● Exercise aim: Could you repeat the records below exactly, leaving out any pictures?
[Records provided Boundary: Start]
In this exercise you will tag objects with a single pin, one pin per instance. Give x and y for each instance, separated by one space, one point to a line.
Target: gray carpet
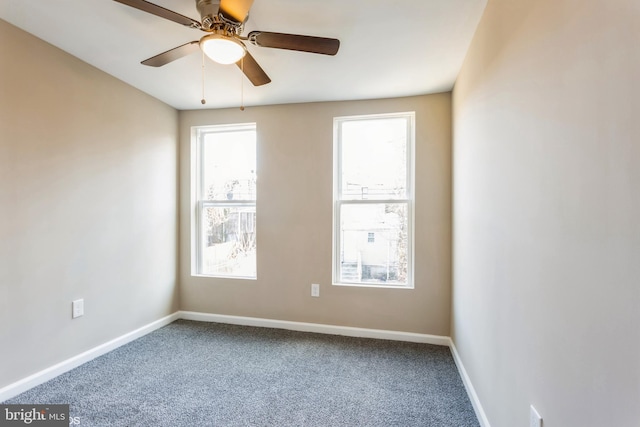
208 374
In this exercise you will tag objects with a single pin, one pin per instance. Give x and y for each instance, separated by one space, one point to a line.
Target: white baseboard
471 391
318 328
45 375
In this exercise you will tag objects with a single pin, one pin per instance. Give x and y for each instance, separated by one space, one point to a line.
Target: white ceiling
388 48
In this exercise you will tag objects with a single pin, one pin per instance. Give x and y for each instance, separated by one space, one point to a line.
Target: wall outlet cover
535 420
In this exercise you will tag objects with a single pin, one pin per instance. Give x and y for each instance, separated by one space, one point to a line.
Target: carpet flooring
209 374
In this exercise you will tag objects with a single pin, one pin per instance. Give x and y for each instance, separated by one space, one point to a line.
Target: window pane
383 259
374 159
229 242
229 169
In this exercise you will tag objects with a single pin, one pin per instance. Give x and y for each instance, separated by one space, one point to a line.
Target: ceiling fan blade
253 70
238 10
297 42
172 54
160 11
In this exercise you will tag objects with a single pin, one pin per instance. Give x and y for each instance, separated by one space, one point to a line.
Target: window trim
198 205
410 200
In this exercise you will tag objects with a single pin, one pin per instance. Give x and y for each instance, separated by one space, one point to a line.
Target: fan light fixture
222 49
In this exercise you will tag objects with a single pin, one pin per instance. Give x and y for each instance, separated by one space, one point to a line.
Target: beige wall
546 290
294 221
87 206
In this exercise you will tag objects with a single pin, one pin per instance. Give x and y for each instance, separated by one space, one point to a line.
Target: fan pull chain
[Records provided Boundary: End]
● Solution to the problem:
In this exercise you will tag objects with a single pin, one pin per instance. Give x and y for each instance, separated by one space, one point to a line.
Target: gray carpet
208 374
In this exercise you will tag objects with a single pin, one pin per instance. Give x and y for each instance, separated by one space, one point to a line.
Target: white baseboard
471 391
318 328
45 375
In this exercise you will tag objects with a single pin, one pin per instance. Give x and y for each instance, separated by one space, one point to a line.
Target: white ceiling
388 48
In this exercise you will tag objects with a single pin, one pin per instance. Give x and y for each instance, separated by one space, one point to a line.
Target: wall outlet cover
535 420
In this exercise you will tag objects with a single pin, one pin per instance. Give x and y for each instance, separated by one space, one point to a line.
Target: carpet flooring
209 374
In this exercise you will tag objects with a single pin, one pin per instance. Give x and y for each instance, separated by one space, one point to a line.
Target: window pane
383 259
374 159
229 242
229 169
In this exercise you will tag objects with a single pin, one pin per instance. Give x and y for each instance, separated by one space, one point to a line.
Target: ceiling fan blade
253 70
238 10
297 42
172 54
160 11
In this exercise you will tag objects with a single pin, one pin per instance. Give x and y for each instance, separated by one space, one point to a line.
Target: window trim
198 205
410 200
In this exercise you will tag objects with a single pin, one pin per instance. Give x and y for each instance, separated by one space, one point to a line.
Target: fan light fixture
222 49
In this exercise you will tag objects with a single pin, one pin per instance. Give x and y for each instance, separated by one space, one point to a line.
Target: beige wall
546 290
294 221
87 206
In this exercise you will tag objects with a single pin, one pin per instance. Give x and y for each instance, separated by one space, one point to a line.
Target: fan pull chain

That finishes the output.